> **GIVEN EXERCISE**
Convert every item below into a two-column CSV with the headers request and answer, one row per item. Put each value in its own quoted field, with any line breaks replaced by spaces.

***** RECORDS PROVIDED

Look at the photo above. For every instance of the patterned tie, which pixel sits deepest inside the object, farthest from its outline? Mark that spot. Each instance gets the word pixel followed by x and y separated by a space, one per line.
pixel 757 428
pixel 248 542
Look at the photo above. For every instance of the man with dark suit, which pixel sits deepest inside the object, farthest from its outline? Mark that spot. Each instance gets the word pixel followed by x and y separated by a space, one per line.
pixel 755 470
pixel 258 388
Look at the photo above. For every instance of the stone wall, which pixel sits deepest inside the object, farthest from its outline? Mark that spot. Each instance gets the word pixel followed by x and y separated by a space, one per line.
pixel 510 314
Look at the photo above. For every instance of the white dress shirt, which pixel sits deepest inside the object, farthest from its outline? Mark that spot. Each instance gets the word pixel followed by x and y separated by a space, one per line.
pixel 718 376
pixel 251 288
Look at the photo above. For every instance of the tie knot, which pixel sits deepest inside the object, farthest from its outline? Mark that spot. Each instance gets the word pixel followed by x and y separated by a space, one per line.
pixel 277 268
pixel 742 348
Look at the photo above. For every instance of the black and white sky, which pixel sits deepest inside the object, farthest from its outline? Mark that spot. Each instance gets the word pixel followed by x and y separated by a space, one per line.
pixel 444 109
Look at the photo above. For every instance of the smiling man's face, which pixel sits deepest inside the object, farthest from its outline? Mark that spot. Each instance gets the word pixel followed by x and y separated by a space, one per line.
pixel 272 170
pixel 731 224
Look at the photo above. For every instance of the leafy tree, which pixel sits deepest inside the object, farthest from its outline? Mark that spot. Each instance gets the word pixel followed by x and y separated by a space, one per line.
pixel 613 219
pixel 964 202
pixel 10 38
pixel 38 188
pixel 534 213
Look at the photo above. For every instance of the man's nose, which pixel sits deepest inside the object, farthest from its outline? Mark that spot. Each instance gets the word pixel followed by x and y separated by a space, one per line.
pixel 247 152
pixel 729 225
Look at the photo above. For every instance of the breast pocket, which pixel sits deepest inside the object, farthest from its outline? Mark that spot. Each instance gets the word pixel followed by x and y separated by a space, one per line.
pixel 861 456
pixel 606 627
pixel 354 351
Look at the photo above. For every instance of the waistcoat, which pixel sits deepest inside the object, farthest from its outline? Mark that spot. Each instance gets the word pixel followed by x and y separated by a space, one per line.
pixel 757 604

**********

> **RESULT OF THE TASK**
request,answer
"Look at the photo above. For every instance of the patterned tie, which pixel sits deepest inside the object, farthest from its outline? Mark that spot. Each instance gets the word pixel followed by x and y separated by a space, one per line.","pixel 757 428 pixel 248 542"
"Look at the photo above. For every instance of the man with dark suit, which pixel sits deepest inside the object, farthest from its outline? Mark that spot. Each instance gets the word pixel followed by x and y separated by a space, one per line.","pixel 755 470 pixel 258 388"
"Look at the photo above. For every instance of the stone wall, which pixel sits deepest inside the object, farthest from its outline? Mark that spot. Each instance gets the word pixel followed by x and y separated by a space, one per line.","pixel 510 314"
"Look at the photo above. For every instance of the white dress shirt, which pixel sits deepest inside the object, farthest from its outline? Mark that spot. Each instance gets the word pixel followed by x and y separated by a space, one per line.","pixel 718 376 pixel 251 288"
"Look at the photo above. For every instance of the tie knot, which pixel sits deepest inside the object, farthest from its outline? Mark that spot. Each instance gets the word pixel followed by x and y separated by a space, one per line.","pixel 277 268 pixel 742 348"
"Look at the photo above. For every instance of the black and white sky, which pixel sits deepest inside the object, farthest from its outline? Mark that spot. Each instance gets the word pixel followed by x and y separated by a space, one per line.","pixel 444 109"
"Look at the photo above. For every instance of the smiling man's face, which pixel sits deepest inside the object, farthest from its outline? Mark that spot. Each instance gets the word pixel followed by x and y separated by a space, one per line.","pixel 272 170 pixel 731 224"
"Look at the photo above. For every instance of the leafy tree, which pixel sits deepest inside the object, farthest from its outline? Mark that spot. Each instance gets the word pixel followed by x and y separated by a space, one per line.","pixel 613 219 pixel 964 202 pixel 10 38 pixel 38 188 pixel 534 213"
"Look at the photo above. For every instance of the man's nose, which pixel sits deepest inside the object, farthest from its outline? Mark that spot. Each instance gets the word pixel followed by x and y separated by a space, one per line.","pixel 247 152 pixel 729 225"
"Look at the photo above. For every instance of the breast pocket, which pixel sits deepest inside the object, farthest from its outline? Mark that spot. Each instance gets the word pixel followed by x and y separated by a space, one per line.","pixel 861 456 pixel 606 627 pixel 354 351"
"Look at the photo above. For every instance of the waistcoat, which pixel sits deepest inside the object, farthest from its outline? Mark that spot. Each instance gets the word pixel followed by x and y separated by a space, one per line.","pixel 757 604"